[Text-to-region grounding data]
+--

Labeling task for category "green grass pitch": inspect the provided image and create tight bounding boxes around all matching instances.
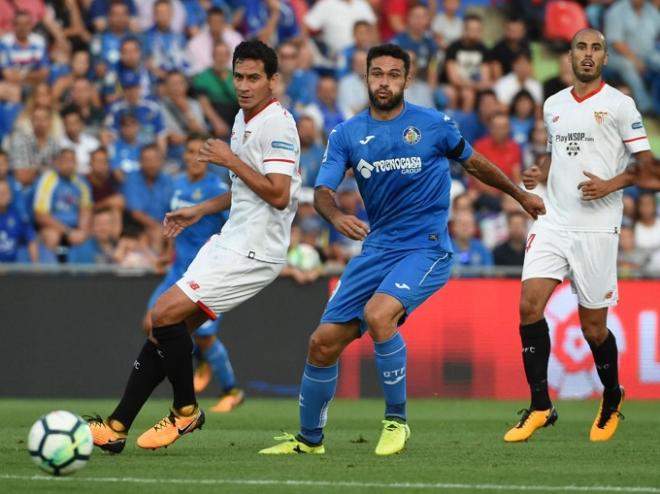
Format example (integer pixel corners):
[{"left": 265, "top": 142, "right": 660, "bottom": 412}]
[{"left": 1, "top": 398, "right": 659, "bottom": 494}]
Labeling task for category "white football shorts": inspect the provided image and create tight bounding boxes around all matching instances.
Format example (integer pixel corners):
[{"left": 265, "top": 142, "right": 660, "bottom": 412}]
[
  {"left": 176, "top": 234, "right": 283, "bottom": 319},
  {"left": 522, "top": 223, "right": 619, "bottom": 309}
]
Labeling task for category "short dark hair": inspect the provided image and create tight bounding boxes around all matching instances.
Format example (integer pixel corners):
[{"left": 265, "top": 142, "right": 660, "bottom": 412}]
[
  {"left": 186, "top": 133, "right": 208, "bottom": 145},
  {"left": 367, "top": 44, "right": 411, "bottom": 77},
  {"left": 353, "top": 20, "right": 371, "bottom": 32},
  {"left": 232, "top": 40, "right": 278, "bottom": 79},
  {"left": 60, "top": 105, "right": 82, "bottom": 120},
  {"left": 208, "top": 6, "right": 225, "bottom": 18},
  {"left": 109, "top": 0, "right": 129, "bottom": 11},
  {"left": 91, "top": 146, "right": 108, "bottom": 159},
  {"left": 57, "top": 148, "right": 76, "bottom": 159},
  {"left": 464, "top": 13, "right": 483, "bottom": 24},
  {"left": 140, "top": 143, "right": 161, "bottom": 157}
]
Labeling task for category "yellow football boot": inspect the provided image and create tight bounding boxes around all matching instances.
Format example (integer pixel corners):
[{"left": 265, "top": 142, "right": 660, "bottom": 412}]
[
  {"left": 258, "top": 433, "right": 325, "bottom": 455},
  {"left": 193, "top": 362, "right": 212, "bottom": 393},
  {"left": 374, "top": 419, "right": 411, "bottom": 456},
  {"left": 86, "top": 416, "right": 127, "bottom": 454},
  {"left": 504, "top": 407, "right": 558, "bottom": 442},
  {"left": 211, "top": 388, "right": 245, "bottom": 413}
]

+--

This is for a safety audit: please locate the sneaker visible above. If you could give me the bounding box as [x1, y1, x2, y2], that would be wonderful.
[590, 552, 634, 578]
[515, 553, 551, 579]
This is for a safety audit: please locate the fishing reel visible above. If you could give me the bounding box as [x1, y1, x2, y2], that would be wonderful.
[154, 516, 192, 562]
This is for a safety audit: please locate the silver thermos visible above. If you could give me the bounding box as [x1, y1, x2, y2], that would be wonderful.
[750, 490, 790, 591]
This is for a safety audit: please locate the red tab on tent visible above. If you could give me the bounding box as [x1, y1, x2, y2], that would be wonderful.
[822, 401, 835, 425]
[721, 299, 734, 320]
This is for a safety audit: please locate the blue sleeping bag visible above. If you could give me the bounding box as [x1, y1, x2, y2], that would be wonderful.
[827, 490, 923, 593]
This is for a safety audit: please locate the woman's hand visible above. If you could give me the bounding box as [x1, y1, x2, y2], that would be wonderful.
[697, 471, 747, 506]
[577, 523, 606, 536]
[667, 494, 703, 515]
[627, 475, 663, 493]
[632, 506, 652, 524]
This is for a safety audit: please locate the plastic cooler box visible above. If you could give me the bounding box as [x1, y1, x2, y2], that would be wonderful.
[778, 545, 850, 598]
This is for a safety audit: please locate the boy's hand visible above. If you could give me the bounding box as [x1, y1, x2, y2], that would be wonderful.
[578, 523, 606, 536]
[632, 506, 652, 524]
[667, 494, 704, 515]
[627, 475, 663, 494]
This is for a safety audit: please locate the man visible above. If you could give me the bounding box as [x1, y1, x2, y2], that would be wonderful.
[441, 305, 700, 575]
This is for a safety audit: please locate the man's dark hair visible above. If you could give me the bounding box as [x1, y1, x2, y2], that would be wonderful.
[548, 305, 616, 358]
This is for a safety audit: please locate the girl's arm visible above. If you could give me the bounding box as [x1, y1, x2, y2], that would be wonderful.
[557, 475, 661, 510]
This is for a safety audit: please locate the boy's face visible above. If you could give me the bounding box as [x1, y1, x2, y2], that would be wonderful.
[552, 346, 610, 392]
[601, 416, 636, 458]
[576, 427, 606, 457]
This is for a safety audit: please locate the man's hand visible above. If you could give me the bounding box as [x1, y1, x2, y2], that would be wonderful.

+--

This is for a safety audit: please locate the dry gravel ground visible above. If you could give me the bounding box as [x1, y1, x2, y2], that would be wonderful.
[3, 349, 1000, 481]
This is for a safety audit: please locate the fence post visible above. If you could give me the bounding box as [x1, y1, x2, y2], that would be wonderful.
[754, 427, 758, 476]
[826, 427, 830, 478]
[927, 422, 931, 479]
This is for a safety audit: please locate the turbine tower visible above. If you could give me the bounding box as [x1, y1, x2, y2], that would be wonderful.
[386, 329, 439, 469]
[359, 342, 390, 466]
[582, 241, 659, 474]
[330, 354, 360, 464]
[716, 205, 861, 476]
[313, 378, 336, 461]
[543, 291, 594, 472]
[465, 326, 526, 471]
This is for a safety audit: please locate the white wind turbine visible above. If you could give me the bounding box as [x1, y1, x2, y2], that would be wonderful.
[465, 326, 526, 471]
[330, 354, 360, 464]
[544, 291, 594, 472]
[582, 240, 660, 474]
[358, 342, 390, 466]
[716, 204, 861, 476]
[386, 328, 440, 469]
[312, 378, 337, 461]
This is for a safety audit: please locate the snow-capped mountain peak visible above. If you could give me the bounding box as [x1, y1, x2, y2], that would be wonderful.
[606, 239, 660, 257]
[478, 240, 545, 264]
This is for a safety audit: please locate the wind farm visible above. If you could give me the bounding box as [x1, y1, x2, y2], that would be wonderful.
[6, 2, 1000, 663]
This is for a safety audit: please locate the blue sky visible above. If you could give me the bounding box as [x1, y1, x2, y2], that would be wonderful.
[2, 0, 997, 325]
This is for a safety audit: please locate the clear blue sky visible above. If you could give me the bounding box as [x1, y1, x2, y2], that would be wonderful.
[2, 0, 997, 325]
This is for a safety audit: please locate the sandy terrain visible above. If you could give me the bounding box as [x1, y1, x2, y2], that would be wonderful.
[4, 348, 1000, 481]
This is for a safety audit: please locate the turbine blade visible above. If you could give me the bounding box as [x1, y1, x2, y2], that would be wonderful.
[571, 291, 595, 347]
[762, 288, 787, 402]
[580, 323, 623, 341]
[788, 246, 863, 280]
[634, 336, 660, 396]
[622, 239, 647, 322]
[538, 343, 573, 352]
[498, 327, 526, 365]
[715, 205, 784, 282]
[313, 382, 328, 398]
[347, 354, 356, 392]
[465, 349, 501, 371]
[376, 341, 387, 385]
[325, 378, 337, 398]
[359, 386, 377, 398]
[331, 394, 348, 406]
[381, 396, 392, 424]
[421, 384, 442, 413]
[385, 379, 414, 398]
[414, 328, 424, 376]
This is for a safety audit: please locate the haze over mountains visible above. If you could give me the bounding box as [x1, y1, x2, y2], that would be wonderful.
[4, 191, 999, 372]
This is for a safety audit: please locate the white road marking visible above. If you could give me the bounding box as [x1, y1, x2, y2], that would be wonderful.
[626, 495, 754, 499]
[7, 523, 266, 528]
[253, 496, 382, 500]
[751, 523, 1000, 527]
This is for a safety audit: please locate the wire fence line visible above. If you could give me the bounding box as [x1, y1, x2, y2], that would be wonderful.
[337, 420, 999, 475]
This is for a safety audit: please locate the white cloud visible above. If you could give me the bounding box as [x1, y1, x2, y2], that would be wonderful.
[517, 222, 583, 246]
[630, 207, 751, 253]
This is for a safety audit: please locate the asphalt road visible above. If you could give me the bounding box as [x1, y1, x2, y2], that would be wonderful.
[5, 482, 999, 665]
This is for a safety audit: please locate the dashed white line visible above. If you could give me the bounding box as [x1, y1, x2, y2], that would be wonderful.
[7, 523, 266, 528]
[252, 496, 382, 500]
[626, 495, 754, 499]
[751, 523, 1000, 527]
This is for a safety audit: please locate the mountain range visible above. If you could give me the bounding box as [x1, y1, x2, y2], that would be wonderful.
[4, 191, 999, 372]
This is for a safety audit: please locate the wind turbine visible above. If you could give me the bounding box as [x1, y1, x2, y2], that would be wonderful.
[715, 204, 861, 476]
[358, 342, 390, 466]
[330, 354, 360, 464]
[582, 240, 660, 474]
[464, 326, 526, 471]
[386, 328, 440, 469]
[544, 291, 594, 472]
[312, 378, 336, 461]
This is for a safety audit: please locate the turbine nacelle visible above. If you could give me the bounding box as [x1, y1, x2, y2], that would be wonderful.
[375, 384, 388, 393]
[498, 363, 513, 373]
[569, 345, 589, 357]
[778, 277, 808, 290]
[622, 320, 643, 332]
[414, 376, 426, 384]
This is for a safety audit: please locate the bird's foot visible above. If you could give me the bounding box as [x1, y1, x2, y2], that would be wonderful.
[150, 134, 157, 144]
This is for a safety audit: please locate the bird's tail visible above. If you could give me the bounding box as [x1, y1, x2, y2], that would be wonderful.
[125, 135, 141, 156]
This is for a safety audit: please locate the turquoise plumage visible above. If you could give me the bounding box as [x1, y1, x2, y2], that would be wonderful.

+--

**WHAT IS BEING ASKED**
Exactly how many lines of the records hold "provided"? Give the number without any words.

**TASK OUTPUT**
4